→ PROBLEM DETAILS
When you return the entries, keep every word and mark exactly as it is.

→ SUPPLIED DATA
========================

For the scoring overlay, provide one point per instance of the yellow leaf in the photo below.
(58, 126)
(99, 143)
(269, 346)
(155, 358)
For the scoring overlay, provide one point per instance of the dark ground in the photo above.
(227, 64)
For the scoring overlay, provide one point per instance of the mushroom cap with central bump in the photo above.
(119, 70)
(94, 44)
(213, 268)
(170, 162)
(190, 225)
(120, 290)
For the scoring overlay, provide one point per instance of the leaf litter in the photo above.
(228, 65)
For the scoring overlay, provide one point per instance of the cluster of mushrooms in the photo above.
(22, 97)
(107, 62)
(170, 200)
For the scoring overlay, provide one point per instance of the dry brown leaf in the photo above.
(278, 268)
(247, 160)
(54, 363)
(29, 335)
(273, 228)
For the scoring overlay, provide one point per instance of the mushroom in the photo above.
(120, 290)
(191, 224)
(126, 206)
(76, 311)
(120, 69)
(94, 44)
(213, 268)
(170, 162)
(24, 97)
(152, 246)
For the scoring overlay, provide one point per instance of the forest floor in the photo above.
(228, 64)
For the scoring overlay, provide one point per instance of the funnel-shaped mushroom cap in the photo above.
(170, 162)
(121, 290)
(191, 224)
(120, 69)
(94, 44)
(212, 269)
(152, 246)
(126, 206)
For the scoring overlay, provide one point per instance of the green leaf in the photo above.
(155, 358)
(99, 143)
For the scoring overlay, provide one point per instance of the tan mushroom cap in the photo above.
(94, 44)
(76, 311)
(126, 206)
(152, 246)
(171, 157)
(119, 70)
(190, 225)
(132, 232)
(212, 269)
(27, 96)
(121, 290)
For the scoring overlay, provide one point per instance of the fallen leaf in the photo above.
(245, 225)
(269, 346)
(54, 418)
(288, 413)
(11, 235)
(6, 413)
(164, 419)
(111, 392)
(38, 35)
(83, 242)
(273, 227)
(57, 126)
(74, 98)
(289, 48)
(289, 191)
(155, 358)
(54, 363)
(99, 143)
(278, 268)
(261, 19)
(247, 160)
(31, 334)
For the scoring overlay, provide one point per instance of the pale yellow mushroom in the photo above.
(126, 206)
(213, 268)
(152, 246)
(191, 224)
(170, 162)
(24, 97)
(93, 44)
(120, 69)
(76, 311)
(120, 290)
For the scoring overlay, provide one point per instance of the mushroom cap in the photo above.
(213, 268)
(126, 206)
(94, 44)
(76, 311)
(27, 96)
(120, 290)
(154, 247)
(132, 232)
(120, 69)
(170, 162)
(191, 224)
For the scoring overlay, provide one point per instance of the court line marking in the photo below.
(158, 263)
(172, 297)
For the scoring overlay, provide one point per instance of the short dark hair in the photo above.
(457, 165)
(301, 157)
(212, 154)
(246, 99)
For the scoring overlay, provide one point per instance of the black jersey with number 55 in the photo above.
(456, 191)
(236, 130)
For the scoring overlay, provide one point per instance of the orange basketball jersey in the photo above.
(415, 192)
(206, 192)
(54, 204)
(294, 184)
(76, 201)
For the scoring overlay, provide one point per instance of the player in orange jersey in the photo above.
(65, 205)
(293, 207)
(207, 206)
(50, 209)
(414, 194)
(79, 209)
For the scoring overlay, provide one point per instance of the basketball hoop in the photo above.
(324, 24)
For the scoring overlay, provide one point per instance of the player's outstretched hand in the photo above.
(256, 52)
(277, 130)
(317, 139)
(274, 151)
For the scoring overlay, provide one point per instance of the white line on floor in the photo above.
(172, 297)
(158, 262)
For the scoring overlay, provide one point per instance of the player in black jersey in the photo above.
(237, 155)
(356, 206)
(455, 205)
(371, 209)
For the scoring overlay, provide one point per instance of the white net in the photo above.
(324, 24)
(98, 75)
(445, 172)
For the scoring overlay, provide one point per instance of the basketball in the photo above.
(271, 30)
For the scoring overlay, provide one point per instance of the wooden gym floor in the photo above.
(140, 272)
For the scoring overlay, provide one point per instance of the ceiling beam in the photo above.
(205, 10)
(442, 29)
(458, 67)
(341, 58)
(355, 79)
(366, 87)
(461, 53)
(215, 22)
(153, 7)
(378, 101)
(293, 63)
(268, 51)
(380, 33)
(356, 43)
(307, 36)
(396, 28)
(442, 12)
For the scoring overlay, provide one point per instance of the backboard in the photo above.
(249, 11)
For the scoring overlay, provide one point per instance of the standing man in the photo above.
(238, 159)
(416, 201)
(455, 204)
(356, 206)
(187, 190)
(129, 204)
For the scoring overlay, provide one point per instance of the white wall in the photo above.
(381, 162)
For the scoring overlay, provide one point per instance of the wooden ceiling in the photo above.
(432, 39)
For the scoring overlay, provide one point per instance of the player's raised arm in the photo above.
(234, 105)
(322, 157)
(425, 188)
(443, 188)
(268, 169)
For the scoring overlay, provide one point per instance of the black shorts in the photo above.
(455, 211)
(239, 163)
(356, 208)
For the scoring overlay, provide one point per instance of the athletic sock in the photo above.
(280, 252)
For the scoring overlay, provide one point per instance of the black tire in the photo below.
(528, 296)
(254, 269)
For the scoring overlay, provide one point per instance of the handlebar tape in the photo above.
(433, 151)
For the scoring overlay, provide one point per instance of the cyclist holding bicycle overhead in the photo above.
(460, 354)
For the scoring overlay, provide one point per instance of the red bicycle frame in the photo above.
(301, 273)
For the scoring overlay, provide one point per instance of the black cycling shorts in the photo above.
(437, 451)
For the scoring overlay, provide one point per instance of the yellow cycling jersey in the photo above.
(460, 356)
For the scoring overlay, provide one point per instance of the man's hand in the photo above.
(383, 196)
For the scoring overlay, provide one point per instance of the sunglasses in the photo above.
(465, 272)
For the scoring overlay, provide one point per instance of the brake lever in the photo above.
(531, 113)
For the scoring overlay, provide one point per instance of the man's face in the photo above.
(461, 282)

========================

→ REPLY TO THE TASK
For the scoring overlay, provide one point per instance of the yellow leaf in the photo below.
(58, 126)
(99, 143)
(269, 346)
(155, 358)
For the scoring overlay, provide one point per instance of the dark ground in the photo above.
(227, 64)
For the scoring overlay, provide one point per instance of the mushroom cap with central bump in the photo above.
(119, 70)
(94, 44)
(213, 268)
(170, 162)
(190, 225)
(120, 290)
For the scoring overlay, provide one point per instance of the leaf litter in the photo above.
(228, 65)
For the scoring overlay, provide one point per instance of the cluster of mushrooms in the photo above.
(22, 97)
(107, 62)
(170, 200)
For the scoring overlay, provide one point per instance of the dry brown leaf in the photo above.
(278, 268)
(247, 160)
(54, 363)
(29, 335)
(273, 228)
For the scoring overlay, provide one point per instance of the mushroom in the photo above.
(120, 290)
(191, 224)
(126, 206)
(76, 311)
(120, 69)
(94, 44)
(213, 268)
(170, 162)
(24, 97)
(152, 246)
For the scoring overlay, provide one point per instance of the forest floor in the photo above.
(228, 64)
For the scoring overlay, provide one point per instance of the funnel-shaped mushroom cap in the photo above.
(170, 162)
(121, 290)
(191, 224)
(120, 69)
(94, 44)
(212, 269)
(152, 246)
(126, 206)
For the scoring overlay, provide one point per instance of the green leaf in the photo above.
(155, 358)
(99, 143)
For the scoring overlay, provide one point per instance of the tan mushroom cap in the photo above.
(94, 44)
(76, 311)
(126, 206)
(152, 246)
(171, 157)
(119, 70)
(190, 225)
(132, 232)
(212, 269)
(27, 96)
(121, 290)
For the scoring overlay, provide one point per instance of the fallen leaf in the photo above.
(245, 225)
(269, 346)
(54, 418)
(288, 413)
(11, 235)
(6, 413)
(164, 419)
(111, 392)
(38, 35)
(83, 242)
(273, 227)
(57, 126)
(74, 98)
(289, 48)
(289, 191)
(155, 358)
(54, 363)
(99, 143)
(278, 268)
(261, 19)
(247, 160)
(31, 334)
For the scoring overlay, provide one point per instance of the pale yellow mushroom in the photo above.
(126, 206)
(213, 268)
(152, 246)
(191, 224)
(170, 162)
(24, 97)
(93, 44)
(120, 69)
(76, 311)
(120, 290)
For the scoring overlay, provide one point per instance of the mushroom cap in the photo above.
(213, 268)
(126, 206)
(94, 44)
(76, 311)
(27, 96)
(120, 290)
(154, 247)
(132, 232)
(120, 69)
(170, 162)
(191, 224)
For the scoring overlay, provide one point per instance of the court line marking in the photo below.
(158, 263)
(172, 297)
For the scoring overlay, provide one point per instance of the short dark hair in the photo above.
(457, 165)
(301, 157)
(212, 154)
(246, 99)
For the scoring overlay, provide one point per instance of the black jersey with number 55 in the photo above.
(456, 191)
(236, 130)
For the scoring overlay, provide one point per instance of the orange basketball jersey in the photo above.
(415, 192)
(206, 192)
(54, 204)
(294, 184)
(76, 201)
For the scoring overlay, provide one point per instance of the player in orange jersey in the photo above.
(65, 205)
(293, 207)
(207, 206)
(50, 209)
(414, 194)
(79, 209)
For the scoring overlay, provide one point per instance of the basketball hoop in the photo above.
(324, 24)
For the scoring overlay, provide one point per instance of the player's outstretched hand in the photo above.
(256, 52)
(277, 130)
(317, 139)
(274, 151)
For the scoring overlay, provide one point per instance of the white line on floor in the photo above.
(172, 297)
(158, 262)
For the scoring overlay, provide one point per instance of the player in black jersey in the photo above.
(237, 155)
(356, 206)
(455, 205)
(371, 209)
For the scoring overlay, provide one point per instance of the white net in the photo above.
(324, 24)
(98, 75)
(445, 172)
For the scoring overlay, provide one point per instance of the basketball in the photo above.
(271, 30)
For the scoring overlay, provide one point per instance of the wooden gym floor in the photo above.
(140, 272)
For the scoring overlay, provide one point per instance of the ceiling beam in the photo above.
(205, 10)
(442, 29)
(458, 67)
(341, 58)
(355, 79)
(366, 87)
(461, 53)
(215, 22)
(153, 7)
(378, 101)
(293, 63)
(268, 51)
(380, 33)
(356, 43)
(307, 36)
(396, 28)
(442, 12)
For the scoring overlay, provide one point per instance of the backboard in the photo above.
(249, 11)
For the scoring overlay, provide one point per instance of the standing man in the photo above.
(238, 159)
(416, 201)
(455, 204)
(356, 206)
(187, 190)
(129, 204)
For the scoring overlay, provide one point per instance of the white wall in the photo above.
(381, 162)
For the scoring overlay, provide one point per instance of the wooden ceiling in the photo above.
(432, 39)
For the scoring overlay, provide one point per instance of the player's raised arm in the photo above.
(234, 105)
(322, 157)
(425, 188)
(443, 188)
(268, 169)
For the scoring overlay, provide one point per instance of the black shorts in the photo above.
(455, 211)
(239, 163)
(356, 208)
For the scoring overlay, provide one point per instance of the athletic sock in the photo above.
(280, 252)
For the scoring overlay, provide one point per instance of the black tire in the photo below.
(528, 296)
(254, 269)
For the scoring overlay, provide one point per instance of the handlebar tape in the photo above.
(433, 151)
For the scoring overlay, provide one point per instance of the cyclist holding bicycle overhead in the photo above.
(460, 354)
For the scoring overlay, provide one point per instance of the red bicycle frame in the photo above.
(301, 273)
For the scoring overlay, provide one point per instance of the black cycling shorts in the photo above.
(437, 451)
For the scoring overlay, provide one point per instance of the yellow cycling jersey in the photo above.
(460, 356)
For the scoring overlay, provide one point per instance of the man's hand in the photo above.
(383, 196)
For the scoring overlay, provide one point per instance of the sunglasses in the photo above.
(465, 272)
For the scoring overlay, provide one point per instance of the brake lever in the photo above.
(531, 113)
For the scoring overlay, provide one point per instance of the man's face in the photo above.
(461, 282)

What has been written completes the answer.